> _Problem to work on_
Reproduce all of the lines below exactly, with no changes.
---- Data rows
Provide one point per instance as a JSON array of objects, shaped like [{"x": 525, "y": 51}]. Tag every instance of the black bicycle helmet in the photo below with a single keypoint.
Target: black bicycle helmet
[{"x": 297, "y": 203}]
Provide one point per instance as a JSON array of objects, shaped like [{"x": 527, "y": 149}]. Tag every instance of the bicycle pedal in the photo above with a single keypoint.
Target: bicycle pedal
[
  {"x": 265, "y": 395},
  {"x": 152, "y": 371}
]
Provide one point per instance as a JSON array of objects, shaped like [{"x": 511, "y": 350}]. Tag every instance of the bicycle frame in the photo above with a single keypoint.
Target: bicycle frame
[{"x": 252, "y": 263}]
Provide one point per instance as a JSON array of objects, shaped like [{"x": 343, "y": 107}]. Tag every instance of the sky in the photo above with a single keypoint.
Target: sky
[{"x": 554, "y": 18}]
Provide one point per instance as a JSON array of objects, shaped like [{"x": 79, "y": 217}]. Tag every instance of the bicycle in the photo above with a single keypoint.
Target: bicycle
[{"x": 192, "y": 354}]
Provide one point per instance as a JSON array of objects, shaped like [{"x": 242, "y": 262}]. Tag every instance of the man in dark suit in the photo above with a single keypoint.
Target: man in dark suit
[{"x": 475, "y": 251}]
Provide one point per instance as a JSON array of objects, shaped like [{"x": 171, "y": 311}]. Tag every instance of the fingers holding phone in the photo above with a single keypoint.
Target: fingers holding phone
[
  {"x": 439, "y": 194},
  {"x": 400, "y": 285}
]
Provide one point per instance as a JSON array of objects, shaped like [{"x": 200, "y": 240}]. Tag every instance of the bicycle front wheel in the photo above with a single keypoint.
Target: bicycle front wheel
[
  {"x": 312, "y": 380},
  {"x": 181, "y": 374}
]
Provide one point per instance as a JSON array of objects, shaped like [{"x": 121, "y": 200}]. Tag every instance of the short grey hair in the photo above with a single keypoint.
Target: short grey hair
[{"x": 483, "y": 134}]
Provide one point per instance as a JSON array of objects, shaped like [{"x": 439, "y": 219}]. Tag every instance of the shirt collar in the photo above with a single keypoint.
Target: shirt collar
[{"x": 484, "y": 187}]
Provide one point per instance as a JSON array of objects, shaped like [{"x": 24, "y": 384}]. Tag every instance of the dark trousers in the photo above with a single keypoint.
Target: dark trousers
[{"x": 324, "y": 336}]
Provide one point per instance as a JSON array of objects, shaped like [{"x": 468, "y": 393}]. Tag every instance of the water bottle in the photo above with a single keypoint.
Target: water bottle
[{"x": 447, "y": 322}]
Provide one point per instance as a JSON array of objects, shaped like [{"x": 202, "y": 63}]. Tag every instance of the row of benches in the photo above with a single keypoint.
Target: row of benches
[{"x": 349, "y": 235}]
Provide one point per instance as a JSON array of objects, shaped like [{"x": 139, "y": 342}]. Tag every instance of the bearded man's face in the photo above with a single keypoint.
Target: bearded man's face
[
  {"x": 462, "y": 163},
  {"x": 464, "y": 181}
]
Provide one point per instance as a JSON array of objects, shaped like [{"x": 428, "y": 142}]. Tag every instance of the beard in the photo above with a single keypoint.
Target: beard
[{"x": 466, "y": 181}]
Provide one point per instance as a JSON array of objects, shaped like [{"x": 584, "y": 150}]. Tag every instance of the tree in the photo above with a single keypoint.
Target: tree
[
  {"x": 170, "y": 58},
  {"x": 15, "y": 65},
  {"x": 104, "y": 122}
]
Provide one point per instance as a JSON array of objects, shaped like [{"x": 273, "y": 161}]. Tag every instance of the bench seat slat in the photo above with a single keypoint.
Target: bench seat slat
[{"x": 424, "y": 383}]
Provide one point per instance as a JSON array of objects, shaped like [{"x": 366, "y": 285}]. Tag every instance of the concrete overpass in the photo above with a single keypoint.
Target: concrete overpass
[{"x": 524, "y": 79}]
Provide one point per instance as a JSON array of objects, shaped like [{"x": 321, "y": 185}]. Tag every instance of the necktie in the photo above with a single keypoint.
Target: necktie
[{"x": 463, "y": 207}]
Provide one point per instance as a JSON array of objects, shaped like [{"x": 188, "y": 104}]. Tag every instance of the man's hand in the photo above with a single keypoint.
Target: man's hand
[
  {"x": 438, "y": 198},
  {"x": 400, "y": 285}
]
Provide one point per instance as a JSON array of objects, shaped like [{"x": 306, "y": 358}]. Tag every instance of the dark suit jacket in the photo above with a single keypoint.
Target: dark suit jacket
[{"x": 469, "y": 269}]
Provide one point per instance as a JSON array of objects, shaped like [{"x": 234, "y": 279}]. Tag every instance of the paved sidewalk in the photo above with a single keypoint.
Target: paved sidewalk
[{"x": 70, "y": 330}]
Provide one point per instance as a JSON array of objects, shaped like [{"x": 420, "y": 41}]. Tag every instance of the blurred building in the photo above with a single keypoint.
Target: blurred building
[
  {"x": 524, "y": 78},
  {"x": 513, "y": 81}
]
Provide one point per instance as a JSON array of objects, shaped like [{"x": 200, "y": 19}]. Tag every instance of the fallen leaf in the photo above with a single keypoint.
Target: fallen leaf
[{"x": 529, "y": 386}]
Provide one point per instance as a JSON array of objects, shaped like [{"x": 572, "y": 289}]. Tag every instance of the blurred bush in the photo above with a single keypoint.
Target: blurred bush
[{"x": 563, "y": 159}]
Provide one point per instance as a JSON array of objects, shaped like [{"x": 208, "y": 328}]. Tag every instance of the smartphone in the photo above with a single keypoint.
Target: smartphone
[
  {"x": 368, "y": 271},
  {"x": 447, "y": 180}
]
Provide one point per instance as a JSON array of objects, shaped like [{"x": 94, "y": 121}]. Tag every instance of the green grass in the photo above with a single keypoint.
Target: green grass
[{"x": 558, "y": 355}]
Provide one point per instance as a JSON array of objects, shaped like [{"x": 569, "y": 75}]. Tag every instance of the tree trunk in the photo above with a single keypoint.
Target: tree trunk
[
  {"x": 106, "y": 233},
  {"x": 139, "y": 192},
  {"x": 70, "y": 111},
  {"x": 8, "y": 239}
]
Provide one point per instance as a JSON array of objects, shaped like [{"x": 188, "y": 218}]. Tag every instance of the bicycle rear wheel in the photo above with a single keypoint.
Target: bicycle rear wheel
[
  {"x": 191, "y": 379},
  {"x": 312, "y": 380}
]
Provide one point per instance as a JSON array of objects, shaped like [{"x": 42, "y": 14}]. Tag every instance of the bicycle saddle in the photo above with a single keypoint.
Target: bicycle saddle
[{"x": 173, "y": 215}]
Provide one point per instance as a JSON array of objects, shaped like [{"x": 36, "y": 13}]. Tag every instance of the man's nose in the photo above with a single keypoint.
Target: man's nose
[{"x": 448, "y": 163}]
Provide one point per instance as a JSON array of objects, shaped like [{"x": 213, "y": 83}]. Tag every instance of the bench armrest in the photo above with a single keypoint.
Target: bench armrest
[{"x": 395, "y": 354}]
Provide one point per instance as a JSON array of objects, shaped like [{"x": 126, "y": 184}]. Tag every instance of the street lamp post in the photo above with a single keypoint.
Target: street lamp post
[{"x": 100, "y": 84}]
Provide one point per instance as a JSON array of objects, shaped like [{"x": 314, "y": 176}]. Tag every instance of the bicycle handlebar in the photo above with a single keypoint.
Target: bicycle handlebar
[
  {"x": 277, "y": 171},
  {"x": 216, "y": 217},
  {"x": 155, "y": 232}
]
--------
> _Solution to the problem_
Provide one point per instance as a JSON array of objects, shaped like [{"x": 525, "y": 51}]. Tag every instance of the black bicycle helmet in the photo below with a single keypoint.
Target: black bicycle helmet
[{"x": 297, "y": 203}]
Provide one point per instance as a JSON array of objects, shaped like [{"x": 527, "y": 149}]. Tag every instance of the bicycle pedal in the photo above with a single keypoint.
Target: bicycle pedal
[
  {"x": 265, "y": 395},
  {"x": 152, "y": 371}
]
Provide one point per instance as a JSON array of objects, shaped like [{"x": 511, "y": 350}]. Tag every instance of the bicycle frame in the photo above with a single keypoint.
Target: bicycle frame
[{"x": 252, "y": 263}]
Provide one point per instance as a JSON array of objects, shaped like [{"x": 343, "y": 107}]. Tag every instance of the sky in the photo above with a single keypoint.
Target: sky
[{"x": 554, "y": 18}]
Provide one point per instance as a JSON array of objects, shaped like [{"x": 79, "y": 217}]. Tag every instance of the bicycle in the photo above with a single keypoint.
Target: bicycle
[{"x": 192, "y": 354}]
Provide one point per instance as a JSON array of objects, shaped like [{"x": 242, "y": 262}]. Tag every instance of the man in dark suit in the photo above with a single keypoint.
Target: man in dark suit
[{"x": 475, "y": 251}]
Provide one point per instance as a JSON array of objects, shaped like [{"x": 171, "y": 311}]. Tag every instance of the fingers holding phone in the photo above with a single keypoint.
Target: fingers holding phone
[
  {"x": 439, "y": 194},
  {"x": 400, "y": 285}
]
Provide one point per instance as a JSON array of objects, shaped like [{"x": 200, "y": 240}]. Tag every instance of the bicycle front wheel in the photo above with a single keypoint.
Target: bicycle front wheel
[
  {"x": 312, "y": 380},
  {"x": 181, "y": 374}
]
Provide one point per instance as a JSON array of objects, shaped like [{"x": 121, "y": 200}]. Tag every instance of the short grey hair in the photo above with a single keypoint.
Target: short grey hair
[{"x": 483, "y": 134}]
Provide one point per instance as a JSON array of objects, shaped like [{"x": 439, "y": 219}]. Tag every instance of the shirt collar in the photo above with a single keypoint.
Target: shirt collar
[{"x": 484, "y": 187}]
Provide one point per instance as a JSON array of objects, shaped like [{"x": 24, "y": 384}]. Tag every instance of the dark trousers in the photo above with a single keypoint.
Target: dark trousers
[{"x": 324, "y": 336}]
Provide one point per instance as a JSON array of objects, shaped like [{"x": 468, "y": 393}]. Tag every instance of the water bottle in the photo above with a single keypoint.
Target: water bottle
[{"x": 447, "y": 322}]
Provide one point per instance as a JSON array of objects, shaped like [{"x": 202, "y": 63}]. Tag every instance of the row of benches in the photo above with a single keypoint.
Target: row of benches
[{"x": 349, "y": 235}]
Provide one point per instance as a JSON array of objects, shaped like [{"x": 139, "y": 342}]. Tag every instance of the bearded man's face in the photo above with a single keypoint.
Target: bearded man's face
[
  {"x": 462, "y": 163},
  {"x": 464, "y": 181}
]
Provide one point per instance as a JSON array of objects, shaped like [{"x": 428, "y": 142}]. Tag every instance of the beard in the photo above with a single keypoint.
Target: beard
[{"x": 466, "y": 181}]
Provide one point per instance as a JSON array of objects, shaped like [{"x": 584, "y": 150}]. Tag every instance of the tree in the photo above with a single keypoint.
Target: tree
[
  {"x": 170, "y": 58},
  {"x": 15, "y": 65},
  {"x": 104, "y": 122}
]
Provide one point per instance as a JSON array of objects, shaped like [{"x": 273, "y": 161}]. Tag every instance of the bench seat slat in the photo above with a single keypoint.
Target: bench seat slat
[{"x": 424, "y": 383}]
Provide one point per instance as a JSON array of objects, shaped like [{"x": 366, "y": 285}]. Tag every instance of the concrete overpass in the photo above with a single keypoint.
Target: concrete overpass
[{"x": 524, "y": 79}]
Provide one point per instance as a JSON array of objects, shaped like [{"x": 321, "y": 185}]. Tag every instance of the necktie in the photo above with a single keypoint.
Target: necktie
[{"x": 463, "y": 207}]
Provide one point per instance as a JSON array of objects, shaped like [{"x": 188, "y": 104}]. Tag every instance of the man's hand in the photo above with a single keypoint.
Target: man's hand
[
  {"x": 438, "y": 198},
  {"x": 400, "y": 285}
]
Provide one point per instance as a JSON array of objects, shaped like [{"x": 306, "y": 358}]. Tag every instance of the dark suit jacket in the photo above with a single keypoint.
Target: dark suit jacket
[{"x": 469, "y": 269}]
Provide one point per instance as a JSON array of objects, shaped like [{"x": 234, "y": 279}]. Tag every instance of the paved sidewalk in the photo above with a single keypoint.
Target: paved sidewalk
[{"x": 70, "y": 330}]
Provide one point per instance as a JSON array of objects, shaped like [{"x": 420, "y": 41}]. Tag every instance of the blurred building in the photo above with a single keypoint.
Target: blurred building
[
  {"x": 524, "y": 78},
  {"x": 513, "y": 81}
]
Provide one point per instance as a JSON array of objects, shaped like [{"x": 200, "y": 19}]. Tag every instance of the fallen leaf in the photo above with a single keypoint.
Target: fallen leaf
[{"x": 529, "y": 386}]
Provide one point per instance as a JSON array of objects, shaped like [{"x": 572, "y": 289}]. Tag every instance of the blurred bush in the photo above with a single keypoint.
Target: blurred bush
[{"x": 563, "y": 159}]
Provide one point per instance as a JSON array of objects, shaped like [{"x": 208, "y": 328}]. Tag every instance of the smartphone in the photo above with a single keypoint.
Target: smartphone
[
  {"x": 368, "y": 271},
  {"x": 447, "y": 180}
]
Provide one point per instance as a JSON array of objects, shaped like [{"x": 94, "y": 121}]. Tag every instance of the green grass in the photo above with a single keypoint.
Target: green grass
[{"x": 558, "y": 355}]
Provide one point per instance as a JSON array of objects, shaped like [{"x": 569, "y": 75}]. Tag every instance of the tree trunk in the photo above with a single keypoint.
Target: tree trunk
[
  {"x": 106, "y": 233},
  {"x": 139, "y": 192},
  {"x": 70, "y": 111},
  {"x": 8, "y": 239}
]
Provide one point per instance as a JSON array of objects, shaped like [{"x": 188, "y": 218}]. Tag every instance of the bicycle rear wheel in the photo above with a single keypoint.
Target: bicycle rear wheel
[
  {"x": 191, "y": 379},
  {"x": 312, "y": 380}
]
Provide one point per instance as a JSON array of objects, shaped like [{"x": 42, "y": 14}]. Tag every instance of the bicycle saddle in the photo above with a single keypoint.
Target: bicycle saddle
[{"x": 173, "y": 215}]
Provide one point per instance as a JSON array of objects, shaped like [{"x": 36, "y": 13}]. Tag every instance of the man's nose in the photo above with a single keypoint.
Target: man's nose
[{"x": 448, "y": 163}]
Provide one point per instance as a JSON array of objects, shaped like [{"x": 213, "y": 83}]. Tag every instance of the bench armrest in the photo above with a single keypoint.
Target: bench armrest
[{"x": 395, "y": 354}]
Provide one point per instance as a JSON array of objects, shaped like [{"x": 126, "y": 184}]. Tag every instance of the street lamp post in the photo above with a single keypoint.
Target: street lamp post
[{"x": 100, "y": 84}]
Provide one point per instance as a JSON array of objects, shaped like [{"x": 314, "y": 176}]. Tag every instance of the bicycle handlebar in the photo above with a single keypoint.
Target: bicycle handlebar
[
  {"x": 277, "y": 171},
  {"x": 216, "y": 217},
  {"x": 155, "y": 232}
]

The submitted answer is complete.